[Dataset records Boundary: Start]

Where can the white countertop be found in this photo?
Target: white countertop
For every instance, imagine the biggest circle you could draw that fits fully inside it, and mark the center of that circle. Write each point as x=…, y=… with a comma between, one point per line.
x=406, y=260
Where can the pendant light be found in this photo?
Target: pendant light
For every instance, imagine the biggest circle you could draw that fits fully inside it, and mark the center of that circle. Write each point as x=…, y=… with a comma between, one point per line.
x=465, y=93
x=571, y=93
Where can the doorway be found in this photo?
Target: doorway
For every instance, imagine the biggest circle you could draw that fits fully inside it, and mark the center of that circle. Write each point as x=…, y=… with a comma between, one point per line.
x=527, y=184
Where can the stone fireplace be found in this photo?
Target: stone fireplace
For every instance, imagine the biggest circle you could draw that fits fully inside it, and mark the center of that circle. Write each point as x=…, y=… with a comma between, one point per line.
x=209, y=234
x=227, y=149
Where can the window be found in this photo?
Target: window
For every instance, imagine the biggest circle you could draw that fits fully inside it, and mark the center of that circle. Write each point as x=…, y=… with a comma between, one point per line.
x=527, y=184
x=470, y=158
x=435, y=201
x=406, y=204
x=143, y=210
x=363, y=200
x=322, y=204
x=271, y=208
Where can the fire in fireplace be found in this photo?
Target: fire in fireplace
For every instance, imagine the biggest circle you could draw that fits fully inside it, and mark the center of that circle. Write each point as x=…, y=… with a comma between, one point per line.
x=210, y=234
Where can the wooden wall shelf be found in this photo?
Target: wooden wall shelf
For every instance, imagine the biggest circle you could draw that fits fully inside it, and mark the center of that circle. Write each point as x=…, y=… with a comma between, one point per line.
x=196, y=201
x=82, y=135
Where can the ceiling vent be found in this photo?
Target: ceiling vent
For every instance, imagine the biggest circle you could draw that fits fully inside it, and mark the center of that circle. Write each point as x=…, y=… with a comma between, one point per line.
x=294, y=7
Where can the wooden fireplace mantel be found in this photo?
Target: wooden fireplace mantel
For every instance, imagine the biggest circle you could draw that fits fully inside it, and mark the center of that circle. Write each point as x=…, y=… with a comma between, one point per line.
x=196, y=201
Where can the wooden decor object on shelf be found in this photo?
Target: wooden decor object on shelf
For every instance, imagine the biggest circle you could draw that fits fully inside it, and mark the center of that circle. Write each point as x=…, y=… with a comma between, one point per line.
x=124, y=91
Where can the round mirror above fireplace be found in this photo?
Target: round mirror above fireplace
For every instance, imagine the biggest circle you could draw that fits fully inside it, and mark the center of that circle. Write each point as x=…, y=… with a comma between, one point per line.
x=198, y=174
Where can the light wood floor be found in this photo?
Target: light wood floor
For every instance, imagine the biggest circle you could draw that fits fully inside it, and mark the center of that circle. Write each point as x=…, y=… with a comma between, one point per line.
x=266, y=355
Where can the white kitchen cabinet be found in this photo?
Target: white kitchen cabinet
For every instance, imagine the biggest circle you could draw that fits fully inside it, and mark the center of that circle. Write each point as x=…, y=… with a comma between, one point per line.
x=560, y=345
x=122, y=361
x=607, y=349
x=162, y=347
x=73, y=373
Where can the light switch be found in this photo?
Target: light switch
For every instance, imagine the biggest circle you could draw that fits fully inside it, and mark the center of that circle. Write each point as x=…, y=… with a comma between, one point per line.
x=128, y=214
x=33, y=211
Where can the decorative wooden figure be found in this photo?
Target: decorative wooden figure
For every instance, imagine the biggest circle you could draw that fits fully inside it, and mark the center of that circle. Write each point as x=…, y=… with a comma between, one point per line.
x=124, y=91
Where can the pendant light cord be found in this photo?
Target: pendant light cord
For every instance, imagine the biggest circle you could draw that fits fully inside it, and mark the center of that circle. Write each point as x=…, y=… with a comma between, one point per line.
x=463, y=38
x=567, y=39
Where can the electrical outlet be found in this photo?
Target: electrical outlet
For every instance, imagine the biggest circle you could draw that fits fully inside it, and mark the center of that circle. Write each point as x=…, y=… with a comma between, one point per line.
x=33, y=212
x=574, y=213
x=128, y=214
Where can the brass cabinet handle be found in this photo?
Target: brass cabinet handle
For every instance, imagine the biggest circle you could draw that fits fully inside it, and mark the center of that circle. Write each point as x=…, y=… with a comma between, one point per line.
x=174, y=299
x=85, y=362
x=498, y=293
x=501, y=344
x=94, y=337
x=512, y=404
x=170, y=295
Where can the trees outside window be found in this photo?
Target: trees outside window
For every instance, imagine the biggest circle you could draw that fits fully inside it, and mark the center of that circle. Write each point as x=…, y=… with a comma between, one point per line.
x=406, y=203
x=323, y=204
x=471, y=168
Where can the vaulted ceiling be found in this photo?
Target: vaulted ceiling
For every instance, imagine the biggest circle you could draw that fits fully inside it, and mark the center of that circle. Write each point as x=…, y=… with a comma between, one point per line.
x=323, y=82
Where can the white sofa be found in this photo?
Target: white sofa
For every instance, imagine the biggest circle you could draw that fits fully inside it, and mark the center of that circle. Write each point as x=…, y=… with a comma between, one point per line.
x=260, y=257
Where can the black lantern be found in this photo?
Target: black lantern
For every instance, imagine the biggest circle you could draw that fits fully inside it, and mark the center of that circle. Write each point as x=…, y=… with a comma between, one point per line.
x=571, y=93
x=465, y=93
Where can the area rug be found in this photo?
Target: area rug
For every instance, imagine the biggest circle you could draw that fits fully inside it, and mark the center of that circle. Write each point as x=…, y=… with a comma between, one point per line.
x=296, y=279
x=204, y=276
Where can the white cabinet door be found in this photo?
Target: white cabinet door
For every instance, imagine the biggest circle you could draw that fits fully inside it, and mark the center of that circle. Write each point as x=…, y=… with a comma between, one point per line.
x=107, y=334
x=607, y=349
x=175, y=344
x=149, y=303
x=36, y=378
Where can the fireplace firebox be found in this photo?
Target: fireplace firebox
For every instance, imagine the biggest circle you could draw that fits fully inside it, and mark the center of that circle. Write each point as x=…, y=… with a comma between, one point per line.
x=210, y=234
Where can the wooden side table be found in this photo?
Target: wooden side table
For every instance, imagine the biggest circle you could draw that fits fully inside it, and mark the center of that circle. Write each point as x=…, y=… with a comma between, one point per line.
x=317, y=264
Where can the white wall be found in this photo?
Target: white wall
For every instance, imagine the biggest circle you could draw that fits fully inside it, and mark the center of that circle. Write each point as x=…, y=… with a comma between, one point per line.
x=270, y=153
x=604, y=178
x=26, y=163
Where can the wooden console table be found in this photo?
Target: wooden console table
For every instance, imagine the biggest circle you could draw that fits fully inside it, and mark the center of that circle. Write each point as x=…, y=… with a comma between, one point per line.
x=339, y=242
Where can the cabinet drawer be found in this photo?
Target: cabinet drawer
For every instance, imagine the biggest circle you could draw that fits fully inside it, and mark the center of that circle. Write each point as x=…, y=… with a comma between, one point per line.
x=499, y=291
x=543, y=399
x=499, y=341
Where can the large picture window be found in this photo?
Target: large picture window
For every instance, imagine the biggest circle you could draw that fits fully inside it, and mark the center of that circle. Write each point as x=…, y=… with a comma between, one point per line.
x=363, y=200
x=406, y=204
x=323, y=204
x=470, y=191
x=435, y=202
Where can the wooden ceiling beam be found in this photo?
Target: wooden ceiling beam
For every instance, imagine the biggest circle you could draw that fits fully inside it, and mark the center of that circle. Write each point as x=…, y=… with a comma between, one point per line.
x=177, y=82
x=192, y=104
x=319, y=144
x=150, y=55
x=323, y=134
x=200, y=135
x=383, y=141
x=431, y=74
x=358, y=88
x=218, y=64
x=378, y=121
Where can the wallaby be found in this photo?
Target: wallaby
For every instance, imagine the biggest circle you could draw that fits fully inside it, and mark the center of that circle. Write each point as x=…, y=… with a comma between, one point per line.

[Dataset records Boundary: End]

- [Assigned task]: Above are some records; extract every one of them exactly.

- [Task answer]:
Where can the white countertop be found in this photo?
Target: white countertop
For every instance, imagine the biggest circle you could draw that fits fully inside it, and mark the center of that circle. Write each point as x=…, y=… with a comma between, one point per line.
x=406, y=260
Where can the pendant light be found in this photo?
Target: pendant light
For every instance, imagine the biggest circle you could draw that fits fully inside it, and mark the center of that circle. Write each point as x=…, y=… with a comma between, one point per line.
x=465, y=93
x=571, y=93
Where can the doorway be found in this photo?
Target: doorway
For every instance, imagine the biggest circle you could draw that fits fully inside it, and mark the center of that circle. Write each point as x=…, y=… with a comma between, one point per line.
x=527, y=184
Where can the stone fireplace be found in this photo?
Target: stone fireplace
For every instance, imagine the biggest circle you could draw that fits fully inside it, and mark the center of that circle. Write each point as x=…, y=… with a comma between, one point per line.
x=209, y=234
x=227, y=149
Where can the window be found in this photo?
Target: window
For every instance, imagine the biggest circle you could draw that fits fully inside it, and mark the center of that circle. Write each point as x=…, y=… with a comma between, one point per line.
x=527, y=184
x=470, y=158
x=435, y=201
x=406, y=204
x=143, y=210
x=363, y=200
x=322, y=204
x=271, y=208
Where can the fire in fireplace be found in this photo?
Target: fire in fireplace
For every instance, imagine the biggest circle you could draw that fits fully inside it, and mark the center of that circle. Write each point as x=…, y=… with a comma between, one point per line.
x=210, y=234
Where can the wooden wall shelf be found in this photo?
Target: wooden wall shelf
For every instance, imagine the biggest circle you could draw that fits fully inside it, and mark the center of that circle. Write each point as x=…, y=… with a comma between, one point per line.
x=196, y=201
x=82, y=135
Where can the ceiling vent be found in this photo?
Target: ceiling vent
For every instance, imagine the biggest circle you could draw that fits fully inside it, and mark the center of that circle. Write each point as x=…, y=… with a comma between, one point per line.
x=294, y=7
Where can the wooden fireplace mantel be found in this photo?
Target: wooden fireplace mantel
For every instance, imagine the biggest circle you could draw that fits fully inside it, and mark the center of that circle. Write each point as x=…, y=… with a comma between, one point per line.
x=196, y=201
Where can the wooden decor object on shelf be found in this photo?
Target: wooden decor object on shelf
For every instance, imagine the biggest circle you could draw that fits fully inside it, and mark the center of that circle. Write each point as x=…, y=… with a comma between, one point per line.
x=124, y=91
Where can the round mirror above fireplace be found in this photo?
Target: round mirror above fireplace
For every instance, imagine the biggest circle you could draw that fits fully inside it, and mark the center of that circle. Write each point as x=…, y=… with a comma between, one point per line.
x=198, y=174
Where can the light wood floor be found in this photo?
Target: light wood floor
For every instance, imagine the biggest circle you could draw that fits fully inside it, and mark the center of that circle. Write each point as x=…, y=… with a comma between, one point per line.
x=266, y=355
Where can the white kitchen cabinet be found in this photo?
Target: white kitchen cabinet
For every instance, imagine the biggest circle you could draw that fits fully inside it, and mark the center of that circle. Write each point as x=…, y=… with a comma between, one point per line.
x=560, y=345
x=122, y=361
x=607, y=349
x=162, y=347
x=73, y=373
Where can the light switch be found in this photo?
Target: light switch
For every instance, imagine the biggest circle you could draw that fits fully inside it, and mark the center of that circle. Write each point as x=…, y=… with a comma between, one point per line.
x=128, y=214
x=33, y=211
Where can the decorative wooden figure be found in this photo?
Target: decorative wooden figure
For every instance, imagine the biggest circle you could draw that fits fully inside it, and mark the center of that circle. Write each point as x=…, y=… with a comma between, one point per line.
x=124, y=91
Where can the pendant light cord be found in this photo?
Target: pendant light cord
For every instance, imagine the biggest circle you could draw that fits fully inside it, and mark the center of that circle. Write each point as x=…, y=… with a comma between, one point per line.
x=463, y=38
x=567, y=39
Where can the electrical outlet be found in this photo?
Target: electrical outlet
For every instance, imagine the biggest circle you could draw that fits fully inside it, and mark the center of that circle. Write each point as x=…, y=… with a comma between, one point per line.
x=33, y=212
x=574, y=213
x=128, y=214
Where can the brass cabinet handle be found in this photo?
Target: brass cabinet handle
For every instance, imagine the biggest circle you could draw that fits fully inside it, and mark the center of that circle. Write each point as x=…, y=… with a comma between, one point per line.
x=174, y=299
x=85, y=362
x=498, y=293
x=501, y=344
x=94, y=337
x=512, y=404
x=170, y=295
Where can the trees outside window be found in this photo?
Target: trees outside window
For every instance, imagine the biggest circle you could draw that fits fully inside it, and mark the center of that circle. Write each point as x=…, y=… with a comma between, one point per line.
x=406, y=203
x=323, y=204
x=471, y=168
Where can the vaulted ceiling be found in this photo?
Target: vaulted ceiling
For every instance, imagine the biggest circle you could draw that fits fully inside it, and mark the center of that circle. Write each point as x=…, y=… with a comma between, one point per line.
x=323, y=82
Where can the white sofa be found in this photo?
Target: white sofa
For every instance, imagine the biggest circle you could draw that fits fully inside it, and mark the center of that circle. Write each point as x=…, y=… with a comma between, one point per line.
x=260, y=257
Where can the black lantern be found in this photo?
Target: black lantern
For every instance, imagine the biggest circle you could draw that fits fully inside it, and mark the center of that circle. Write each point as x=…, y=… with a comma between, one point per line.
x=571, y=93
x=465, y=93
Where can the area rug be found in this photo?
Target: area rug
For every instance, imagine the biggest circle you could draw that fits fully inside it, and mark the center of that circle. Write each point as x=…, y=… with a comma between, one point per line.
x=296, y=279
x=204, y=276
Where can the white cabinet door be found in this photo?
Target: white cabinet door
For every instance, imagine the biggest circle you could draw that fits fully inside it, and mark the center of that circle. Write each point as x=…, y=… with a comma between, one point per line.
x=107, y=334
x=607, y=349
x=175, y=344
x=149, y=303
x=36, y=378
Where can the fireplace firebox be found in this photo?
Target: fireplace firebox
For every instance, imagine the biggest circle you could draw that fits fully inside it, and mark the center of that circle. Write each point as x=…, y=… with a comma between, one point per line.
x=210, y=234
Where can the wooden side table be found in this photo?
Target: wooden side table
For every instance, imagine the biggest circle you could draw that fits fully inside it, and mark the center of that circle. Write each point as x=…, y=… with a comma between, one point per line.
x=317, y=264
Where can the white wall be found in this photo?
Target: white wall
For every instance, imagine the biggest circle you could draw that fits fully inside it, and mark the center of that circle. Write each point as x=…, y=… with a comma between, one point per line.
x=270, y=153
x=604, y=178
x=26, y=163
Where can the wooden console table be found in this photo?
Target: wooden console table
For every instance, imagine the biggest circle you could draw that fits fully inside it, and mark the center of that circle. Write each point as x=…, y=… with a comma between, one point per line.
x=339, y=242
Where can the cabinet drawer be found in this photo?
Target: cabinet drawer
For every instance, imagine the biggest circle you could draw that fits fully inside it, and mark the center of that circle. Write each point as x=…, y=… with a comma between, one point per line.
x=499, y=291
x=543, y=399
x=499, y=341
Where can the large picture window be found in this photo?
Target: large picture window
For every instance, imagine the biggest circle you could draw that fits fully inside it, and mark the center of that circle. Write each point as x=…, y=… with a comma between, one point per line.
x=363, y=200
x=406, y=204
x=323, y=204
x=470, y=191
x=435, y=202
Where can the wooden ceiling beam be found in this photo?
Target: wooden ceiling beam
For every instance, imagine the biggest circle you could draw that fits fully inside it, and mark the center of that circle. Write each point as x=…, y=… with a comma between, one point per line.
x=177, y=82
x=192, y=104
x=319, y=144
x=150, y=55
x=323, y=134
x=200, y=135
x=383, y=141
x=431, y=74
x=358, y=88
x=218, y=64
x=378, y=121
Where can the wallaby be found in this photo?
Target: wallaby
For every instance, imagine the biggest circle you could draw that fits fully inside it, and mark the center of that circle. Write each point as x=…, y=… with a comma between, one point per line.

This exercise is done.